Word for word, repeat the entries, minus the pictures.

--- START ---

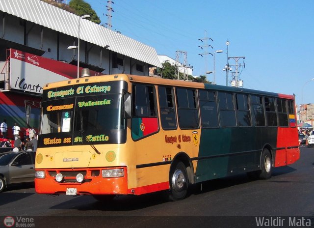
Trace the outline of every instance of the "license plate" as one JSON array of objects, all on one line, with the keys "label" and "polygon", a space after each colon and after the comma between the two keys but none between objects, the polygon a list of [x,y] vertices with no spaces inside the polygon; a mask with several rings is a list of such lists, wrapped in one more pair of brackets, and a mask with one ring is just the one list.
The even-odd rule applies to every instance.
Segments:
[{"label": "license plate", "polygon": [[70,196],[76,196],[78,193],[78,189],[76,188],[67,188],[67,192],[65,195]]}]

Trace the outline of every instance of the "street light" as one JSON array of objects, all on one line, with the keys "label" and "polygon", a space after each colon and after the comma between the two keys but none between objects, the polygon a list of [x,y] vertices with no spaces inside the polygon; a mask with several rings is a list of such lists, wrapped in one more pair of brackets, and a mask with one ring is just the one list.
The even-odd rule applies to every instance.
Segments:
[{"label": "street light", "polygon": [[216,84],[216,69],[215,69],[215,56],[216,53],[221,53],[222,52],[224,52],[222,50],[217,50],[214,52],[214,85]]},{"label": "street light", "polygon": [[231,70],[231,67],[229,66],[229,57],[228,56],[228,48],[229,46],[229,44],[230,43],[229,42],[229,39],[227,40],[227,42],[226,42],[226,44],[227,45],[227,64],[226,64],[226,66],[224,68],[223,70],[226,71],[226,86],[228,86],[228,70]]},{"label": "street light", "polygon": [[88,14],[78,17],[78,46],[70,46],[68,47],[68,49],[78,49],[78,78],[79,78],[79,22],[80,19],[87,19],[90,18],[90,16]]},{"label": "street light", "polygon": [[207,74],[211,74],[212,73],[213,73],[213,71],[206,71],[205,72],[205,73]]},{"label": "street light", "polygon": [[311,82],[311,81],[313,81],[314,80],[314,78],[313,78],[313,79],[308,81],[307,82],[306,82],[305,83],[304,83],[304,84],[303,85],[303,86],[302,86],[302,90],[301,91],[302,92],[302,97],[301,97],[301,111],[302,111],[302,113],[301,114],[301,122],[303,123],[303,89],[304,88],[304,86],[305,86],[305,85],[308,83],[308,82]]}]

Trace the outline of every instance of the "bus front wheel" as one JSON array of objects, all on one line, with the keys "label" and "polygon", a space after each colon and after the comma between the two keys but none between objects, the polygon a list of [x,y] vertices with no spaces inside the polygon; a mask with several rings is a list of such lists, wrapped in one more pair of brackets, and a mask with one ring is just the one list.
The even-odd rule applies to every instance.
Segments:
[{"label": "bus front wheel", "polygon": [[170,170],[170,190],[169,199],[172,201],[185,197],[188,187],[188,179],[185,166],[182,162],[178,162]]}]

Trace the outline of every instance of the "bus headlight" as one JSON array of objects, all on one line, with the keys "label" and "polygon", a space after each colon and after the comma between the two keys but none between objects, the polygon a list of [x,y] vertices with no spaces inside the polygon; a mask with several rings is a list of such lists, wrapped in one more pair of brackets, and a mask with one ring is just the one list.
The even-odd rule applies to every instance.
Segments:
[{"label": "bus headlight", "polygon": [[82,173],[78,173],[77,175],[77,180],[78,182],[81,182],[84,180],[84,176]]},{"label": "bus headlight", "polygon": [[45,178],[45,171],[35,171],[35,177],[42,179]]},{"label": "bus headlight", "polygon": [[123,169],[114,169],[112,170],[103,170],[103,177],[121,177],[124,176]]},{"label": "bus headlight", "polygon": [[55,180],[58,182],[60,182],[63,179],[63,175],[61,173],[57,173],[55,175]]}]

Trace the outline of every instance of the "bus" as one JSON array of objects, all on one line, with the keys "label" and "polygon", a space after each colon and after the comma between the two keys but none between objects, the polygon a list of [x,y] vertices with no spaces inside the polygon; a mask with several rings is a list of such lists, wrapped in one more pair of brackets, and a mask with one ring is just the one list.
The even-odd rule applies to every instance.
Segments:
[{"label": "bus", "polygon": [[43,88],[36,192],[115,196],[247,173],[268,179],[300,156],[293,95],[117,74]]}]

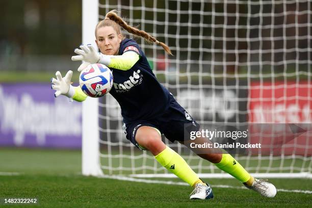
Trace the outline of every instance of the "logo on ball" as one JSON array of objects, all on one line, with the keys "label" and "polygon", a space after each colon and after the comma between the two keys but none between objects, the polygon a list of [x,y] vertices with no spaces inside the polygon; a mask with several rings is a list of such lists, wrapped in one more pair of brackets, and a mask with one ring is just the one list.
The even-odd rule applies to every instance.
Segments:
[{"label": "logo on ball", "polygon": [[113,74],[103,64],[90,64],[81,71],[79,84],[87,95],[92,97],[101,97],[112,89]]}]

--- END ---

▶ [TASK OUTPUT]:
Trace the outline of every instance of the "license plate" as one JSON array of objects, all on one line, with the keys "label" and "polygon", a space after each colon and after the comma between the two keys but none between objects, the polygon a list of [x,y] vertices with no spaces inside the polygon; a mask with several rings is a list of such lists, wrapped in one more pair of brackets, and a mask with one ring is just the one list.
The even-odd rule applies to every instance.
Segments:
[{"label": "license plate", "polygon": [[70,196],[76,196],[78,193],[78,189],[76,188],[67,188],[67,192],[65,195]]}]

Trace the outline of every instance of the "street light" as one JSON array of objects, all on one line, with the keys "label" and "polygon", a space after each colon and after the comma between the two keys but none between objects, the polygon a list of [x,y] vertices with no spaces inside the polygon; a mask with several rings is a list of such lists, wrapped in one more pair of brackets, and a mask with one ring is just the one list.
The even-odd rule applies to every instance.
Segments:
[{"label": "street light", "polygon": [[216,84],[216,69],[215,69],[215,56],[216,53],[221,53],[222,52],[224,52],[222,50],[217,50],[214,52],[214,85]]},{"label": "street light", "polygon": [[231,70],[231,67],[229,66],[229,57],[228,56],[228,48],[229,46],[229,44],[230,43],[229,42],[229,39],[227,40],[227,42],[226,42],[226,44],[227,45],[227,64],[226,64],[226,66],[224,68],[223,70],[226,71],[226,86],[228,86],[228,70]]},{"label": "street light", "polygon": [[88,14],[78,17],[78,46],[70,46],[68,47],[68,49],[78,49],[78,78],[79,78],[79,22],[80,19],[87,19],[90,18],[90,16]]},{"label": "street light", "polygon": [[207,74],[211,74],[212,73],[213,73],[213,71],[206,71],[205,72],[205,73]]},{"label": "street light", "polygon": [[311,82],[311,81],[313,81],[314,80],[314,78],[313,78],[313,79],[308,81],[307,82],[306,82],[305,83],[304,83],[304,84],[303,85],[303,86],[302,86],[302,90],[301,91],[302,92],[302,97],[301,97],[301,111],[302,111],[302,113],[301,114],[301,122],[303,123],[303,89],[304,88],[304,86],[305,86],[305,85],[308,83],[308,82]]}]

Trace the outline of every instance of the "bus front wheel" as one JSON array of objects, all on one line, with the keys "label" and "polygon", a space after each colon and after the comma between the two keys but none between objects, the polygon a list of [x,y] vertices with no spaces inside the polygon; a mask with several rings is a list of such lists, wrapped in one more pair of brackets, and a mask with one ring is just the one list.
The even-odd rule applies to every instance.
Segments:
[{"label": "bus front wheel", "polygon": [[170,170],[170,190],[169,199],[172,201],[185,197],[188,187],[188,179],[185,166],[182,162],[178,162]]}]

Trace the outline of every instance of the "bus headlight" as one JSON array of objects, all on one line, with the keys "label" and "polygon", a space after each colon and after the comma between the two keys but none between objects, the polygon a list of [x,y] vertices with no spaces inside the polygon; a mask with several rings is a list of such lists, wrapped in one more pair of brackets, and a mask with one ring is just the one list.
The even-odd rule applies to every instance.
Segments:
[{"label": "bus headlight", "polygon": [[82,173],[78,173],[77,175],[77,180],[78,182],[81,182],[84,180],[84,176]]},{"label": "bus headlight", "polygon": [[45,178],[45,171],[35,171],[35,177],[42,179]]},{"label": "bus headlight", "polygon": [[123,169],[114,169],[112,170],[103,170],[103,177],[121,177],[124,176]]},{"label": "bus headlight", "polygon": [[55,180],[58,182],[60,182],[63,179],[63,175],[61,173],[57,173],[55,175]]}]

Trace the outline of every instance of the "bus" as one JSON array of objects, all on one line, with the keys "label" and "polygon", a space after each colon and after the comma between the two keys but none between objects, the polygon a list of [x,y] vertices with no spaces inside the polygon; a mask with several rings is a list of such lists, wrapped in one more pair of brackets, and a mask with one ring is just the one list.
The even-odd rule applies to every instance.
Segments:
[{"label": "bus", "polygon": [[43,88],[36,192],[115,196],[247,173],[268,179],[300,156],[293,95],[117,74]]}]

Trace the outline of every instance of the "logo on ball" as one JSON array of objects, all on one line, with the keys "label" and "polygon", a space after each colon and after the comma between the two keys but none between objects, the polygon a list of [x,y] vertices with no spaces inside the polygon; a mask with several rings is a list of such lists, wrapped in one more pair of brackets, and a mask with one ring is just the one list.
The even-odd rule applies to every instance.
Segments:
[{"label": "logo on ball", "polygon": [[113,74],[103,64],[90,64],[81,71],[79,84],[87,95],[92,97],[101,97],[112,89]]}]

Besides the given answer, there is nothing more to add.